## The problem:
From the comment thread on the police captain's pension, quote the passage that begins with the words containing "3) Did he do" and ends with "years of service?".

03.06.2004 at 10:00 Reply
City BenefitsI`d do the same thing if I was receiving the same cake benifits that the city employees get!—Hershel Figowicz

 

03.08.2004 at 10:00 Reply
cw put his time inits not easy being a cop in a place as liberal as portland...remember that when your in your office nice and safe and doing your cushy job which you ww people suck at.

 

12.11.2005 at 10:00 Reply
...you're serious...?so are you saying he should be prosectued for less than $150? I wonder how much money you've seen just "laying around" that has discreetly gone in your pocket.And....did you seriously just compare him to Martha Stewart and ENRON execs? Seriously? Are you...are you stupid?—Go back to college, you old shrew

 

09.07.2006 at 10:27 Reply
Allrightie friends, let's share a little bit of information on policing in a large american city, on disability pensions, and on retirements in general for emergency workers:

First, we must all know that there are many former emergency workers on the street homeless in their old age because they lost their pension eligibility or their employment late in their careers. It is a never ending struggle to be able to retire for an emergency worker. The nature of emergency work is such that on any given work day that cop, fireman, or paramedic might have to take an action in defense of his or her own life or that of another person which might put them in harms way, or which might cause debilitating long term phyysical or psychological effects.

I think we'd do well to ask these questions, in considering Captain jensen's fitness , or the level of deservedness which he has for a retirement pension:

1) How long did he serve with the Portland Police bureau?

2) In what types of units did he serve, and what experiences did he have?

3) Did he do things which most civillians are never called upon to do, while working as a police officer or as a police commander?

4) Does his service seem qualifying for some sort of a retirement, if retirements are what we reward long serving officers with for their faithful years of service?

## Raw data:

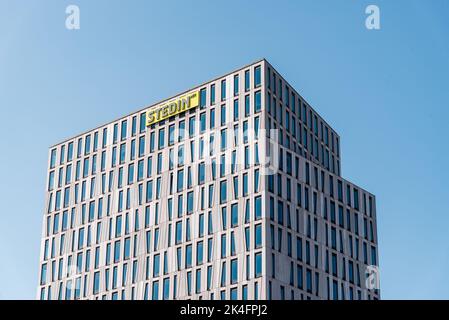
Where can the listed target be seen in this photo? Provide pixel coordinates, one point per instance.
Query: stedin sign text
(173, 107)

## Output:
3) Did he do things which most civillians are never called upon to do, while working as a police officer or as a police commander?

4) Does his service seem qualifying for some sort of a retirement, if retirements are what we reward long serving officers with for their faithful years of service?